Extract

Germany, France signal another wave of lockdowns to fight coronavirus cases

Multiple shutdowns, stay-at-home orders have failed to stop COVID from spreading in the two European countries.
German anti-lockdown protesters, Aug. 2020

Germany and France are signaling their intents to impose a new round of COVID-19 lockdowns, after roughly a year of mitigation measures have failed to eradicate the virus from within their borders.

COVID-19 positive tests have been rising in France since roughly early December. The country on Friday imposed a fresh set of lockdowns, with “nonessential” stores in multiple regions being ordered to close. Residents of Paris will reportedly have to display documents authorizing them to take walks, which are limited to a six-mile radius around their homes. 

In Germany, health minister Jens Spahn said the country may re-impose lockdown measures as positive test results also increase in that country.

Cases began increasing in that country in mid-February before spiking sharply in mid-March.

“The rising case numbers may mean that we cannot take further opening steps in the weeks to come,” Spahn said. “On the contrary, we may even have to take steps backwards.”

Germany and France were last year hailed as notable success stories in fighting COVID. The New York Times last June declared the French government had “beaten back the coronavirus,” while Germany in the spring was praised as a “global leader on COVID-19 response.”

Listed entries
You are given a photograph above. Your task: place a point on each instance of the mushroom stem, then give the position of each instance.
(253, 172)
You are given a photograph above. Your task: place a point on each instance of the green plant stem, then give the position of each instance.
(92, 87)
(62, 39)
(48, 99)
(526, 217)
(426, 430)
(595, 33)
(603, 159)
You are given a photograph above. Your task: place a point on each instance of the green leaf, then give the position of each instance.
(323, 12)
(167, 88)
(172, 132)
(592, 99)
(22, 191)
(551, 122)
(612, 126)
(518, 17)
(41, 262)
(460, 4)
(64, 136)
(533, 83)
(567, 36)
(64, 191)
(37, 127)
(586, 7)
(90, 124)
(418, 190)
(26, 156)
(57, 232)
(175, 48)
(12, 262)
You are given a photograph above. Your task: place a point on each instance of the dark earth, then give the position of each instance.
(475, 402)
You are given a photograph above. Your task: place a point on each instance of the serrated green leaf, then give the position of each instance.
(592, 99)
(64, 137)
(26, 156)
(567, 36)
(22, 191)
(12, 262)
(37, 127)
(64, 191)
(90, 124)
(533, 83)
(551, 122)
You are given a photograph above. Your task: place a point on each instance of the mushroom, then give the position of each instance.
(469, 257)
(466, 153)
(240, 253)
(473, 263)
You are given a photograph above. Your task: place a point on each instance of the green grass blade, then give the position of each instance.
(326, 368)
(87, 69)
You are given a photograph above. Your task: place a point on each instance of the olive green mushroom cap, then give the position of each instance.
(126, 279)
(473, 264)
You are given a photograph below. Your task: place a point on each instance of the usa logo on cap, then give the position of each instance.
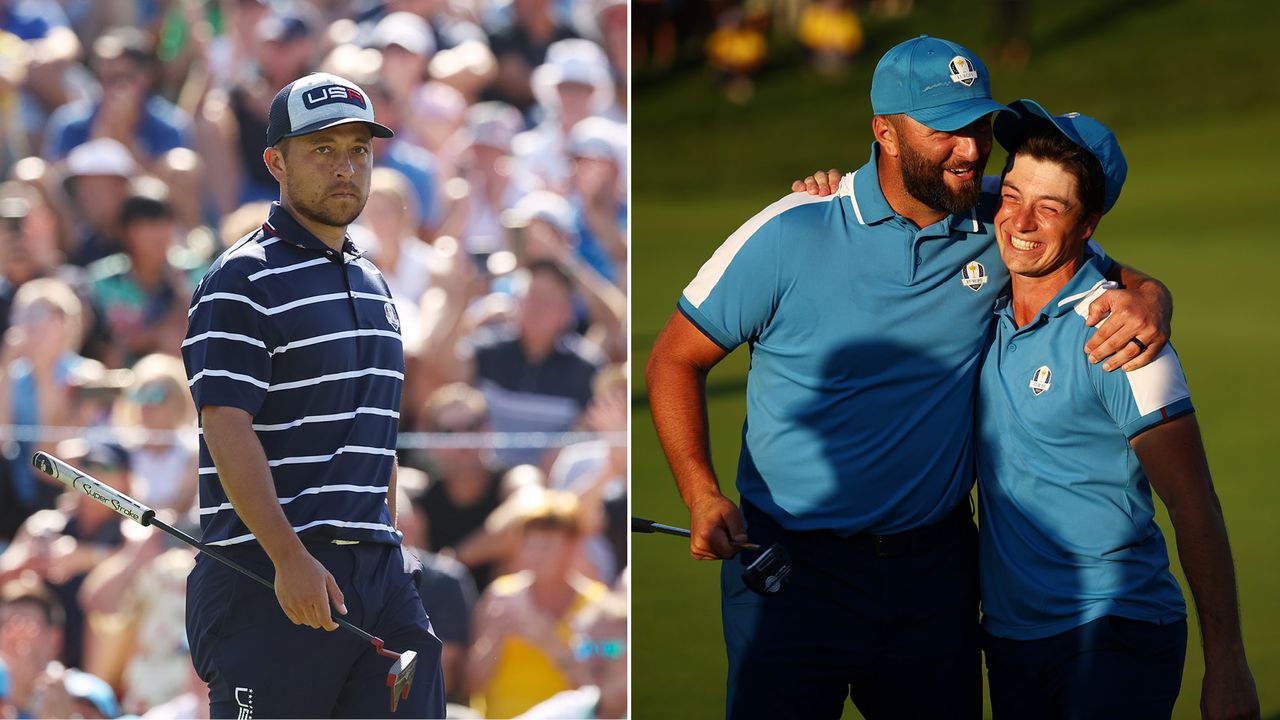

About this exercise
In the article about new lockdowns in Germany and France, how far from home are Paris residents allowed to walk?

Task output
Walks are limited to a six-mile radius around their homes.